** start of Task data **

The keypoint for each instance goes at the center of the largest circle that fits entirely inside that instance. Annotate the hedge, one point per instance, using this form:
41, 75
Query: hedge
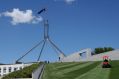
24, 73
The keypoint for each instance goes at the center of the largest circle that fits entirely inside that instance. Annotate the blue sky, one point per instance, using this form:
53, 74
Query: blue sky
73, 26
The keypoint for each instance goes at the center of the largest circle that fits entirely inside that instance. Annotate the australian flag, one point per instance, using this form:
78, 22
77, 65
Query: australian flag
44, 9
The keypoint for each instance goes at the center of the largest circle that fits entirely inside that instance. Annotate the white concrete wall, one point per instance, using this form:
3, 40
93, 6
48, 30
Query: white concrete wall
113, 55
76, 56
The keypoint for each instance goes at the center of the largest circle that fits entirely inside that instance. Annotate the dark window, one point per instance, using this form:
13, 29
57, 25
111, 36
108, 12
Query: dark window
4, 70
10, 69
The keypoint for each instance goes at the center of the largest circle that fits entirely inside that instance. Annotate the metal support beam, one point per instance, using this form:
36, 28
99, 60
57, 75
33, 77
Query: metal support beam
56, 47
41, 50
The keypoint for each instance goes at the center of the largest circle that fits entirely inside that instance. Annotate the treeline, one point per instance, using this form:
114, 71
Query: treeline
102, 50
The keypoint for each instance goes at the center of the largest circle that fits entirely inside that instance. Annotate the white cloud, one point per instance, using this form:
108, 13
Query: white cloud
19, 16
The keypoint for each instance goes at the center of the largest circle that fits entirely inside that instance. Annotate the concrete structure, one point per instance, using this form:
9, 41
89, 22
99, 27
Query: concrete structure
113, 55
85, 55
8, 68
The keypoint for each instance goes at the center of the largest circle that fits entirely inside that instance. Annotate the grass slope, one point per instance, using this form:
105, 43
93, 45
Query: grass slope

** end of Task data **

Reproduce, character for character, the stretch of the material above from the line containing "Annotate the metal" through the end of the material, including both ends.

The keypoint for each instance goes at the center of the largest circle that fits entirely inside that instance. Annotate the metal support beam, one point per instance, using this form:
36, 28
99, 60
57, 75
33, 77
Query: metal support beam
56, 47
41, 50
The keypoint for each instance goes at the center of the largest circle that fits entirely inside that instance. Annotate the treeline, one point per instance, using this form:
114, 71
Query: treeline
102, 50
The keypoint for each instance goes at the center of the largest circle that fits entirely inside that instance. Annotate the white cloud, one point per instance, using this form:
108, 13
Query: white cloud
19, 16
The keypoint for each instance goes at the center of the largest circle that fits entirely inside that instance. Annotate the concrete structure, one point per instance, using this form:
9, 41
89, 22
99, 27
Query: concrete structure
113, 55
85, 55
8, 68
The keypoint for each instance goes at the center of the largest circle that fits entirely inside that instance. Annotate the grass slope, one point per instance, using this form:
105, 43
93, 45
Query: grass slope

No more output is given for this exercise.